Aufgabenstellung
Gib jede Zeile der Daten an, in der die Zeichenfolge „tail“ vorkommt. Groß- und Kleinschreibung müssen dabei genau übereinstimmen.

Datensatz
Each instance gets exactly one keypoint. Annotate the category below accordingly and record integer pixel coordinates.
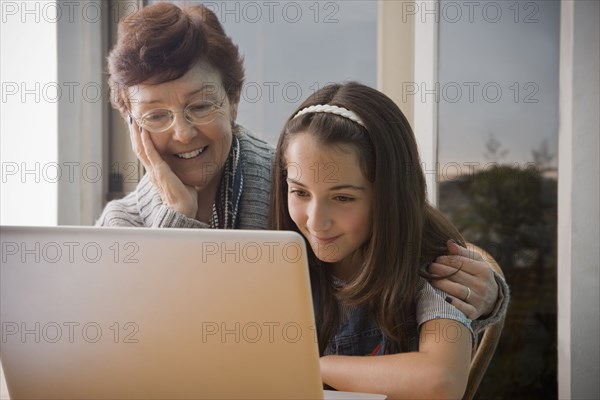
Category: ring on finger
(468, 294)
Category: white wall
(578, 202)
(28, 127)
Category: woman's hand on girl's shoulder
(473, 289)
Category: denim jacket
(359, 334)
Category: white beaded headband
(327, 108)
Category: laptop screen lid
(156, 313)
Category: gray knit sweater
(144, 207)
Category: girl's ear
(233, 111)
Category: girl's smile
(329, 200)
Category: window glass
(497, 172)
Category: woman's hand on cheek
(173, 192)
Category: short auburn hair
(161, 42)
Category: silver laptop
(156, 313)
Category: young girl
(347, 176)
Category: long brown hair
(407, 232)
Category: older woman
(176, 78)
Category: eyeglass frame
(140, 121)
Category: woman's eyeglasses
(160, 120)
...
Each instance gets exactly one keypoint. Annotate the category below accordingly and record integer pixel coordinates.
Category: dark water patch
--
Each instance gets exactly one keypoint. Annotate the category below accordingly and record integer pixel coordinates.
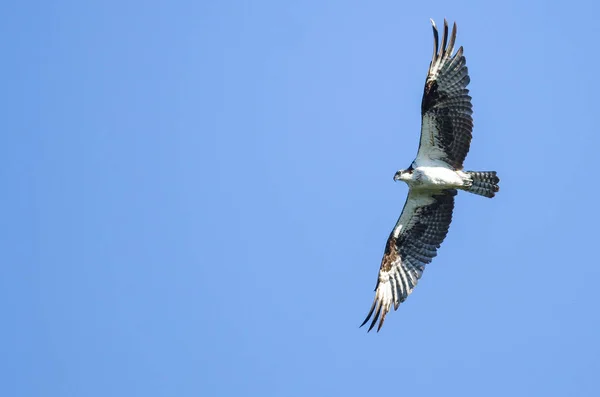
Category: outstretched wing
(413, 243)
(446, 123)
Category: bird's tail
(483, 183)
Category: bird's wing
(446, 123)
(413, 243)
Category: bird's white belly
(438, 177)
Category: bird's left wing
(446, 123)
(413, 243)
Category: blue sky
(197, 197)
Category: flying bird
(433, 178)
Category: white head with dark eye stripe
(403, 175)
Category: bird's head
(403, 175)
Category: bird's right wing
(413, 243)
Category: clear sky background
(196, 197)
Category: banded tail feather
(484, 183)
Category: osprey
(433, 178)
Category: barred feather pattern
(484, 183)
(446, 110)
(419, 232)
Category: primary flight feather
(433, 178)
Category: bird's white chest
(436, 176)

Antwort
Category: bird's tail
Category: banded tail feather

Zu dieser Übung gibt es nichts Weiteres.